Passage.
-- START --

That fate that took many stronger nations as well, But Gollevainen kept his nation safe.
He brought into its reaches the vast emptiness of Siberia and east, when rest of the world competed over fertile and rich lands of America and south asia.
It was Gollevainen who liberated his ancient Northern homeland and self-decorated himself as a King of Finland, after 400 years of waiting. And flick of the wrist, few old rhymes and lores, some mushrooms and little bit of magic...
The Novgorod was no more, and Finland rose from the fantasy into reality and Gollevainen was pleased.
He still was. After so many years that Finland remained as a little but vast nation, traditionally in good terms with Georgia and later China due geo-strategy and 'couse of deep wisdom of the Bargantugy dynasty that ruled Georgia for many centuries.

If Finland didn't triumph in the chauvinist tournaments of world hegemonies, it didn't suffer either. It kept its place and picked up the leftovers and people in the river vales and deep forest never had to feel foreing occupation. Had Gollevainen been poor leader?

He didn't know. Sometimes he wished for more...but most of the time he didn't. And he felt sorry for those who didn't follow his path and fell under the changing dynamics that shaped the world in past.

But times are changing. The wisdom that lived in Georgia had since perished and new reign ruled the land, a new wisdom and mind that claimed the traditional names but all knew that behind the curtains lot had changed.
Despite the old Georgia never being grateful or thankful over the centuries long friendship between Finland and Georgia, it had at least silently acknowledged it as the foundation that both fortunes laid upon.
New age called new people and if Georgia renewed itself, should Finland too?
Should new take over and old lay back and enjoy the evening before the night would fall upon everyone? Gollevainen had to admit how time weighted heavier and heavier each year the calendar passed. Was it time to call it a day and say: “I did my best. Let the new man give his proof wheter he could do things any better”
After all, times were changing fast. Gollevainen couldn't hide the fact that he was man of older times, a man fit to stand behind the chair of noble-breed prince gathering his cavalry, but to stand in the balcony of the parliament and guide the legislature to pass codes for building factories and ships for the new dynamics that reeked for fuel to its motion?
Was he as fit for the museum than was the long lance of Novgorodian pajar that once ruled these lands?

-- END --

Data excerpt.
-- START --

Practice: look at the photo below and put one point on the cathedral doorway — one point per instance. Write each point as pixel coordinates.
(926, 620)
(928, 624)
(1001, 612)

-- END --

Stated goal A.
In the passage about Gollevainen, which dynasty ruled Georgia for many centuries?
Stated goal B.
Which place names appear in the passage about Gollevainen? List every one.

Final answer A.
The Bargantugy dynasty.

Final answer B.
Siberia, America, south asia, Finland, Georgia, China, Novgorod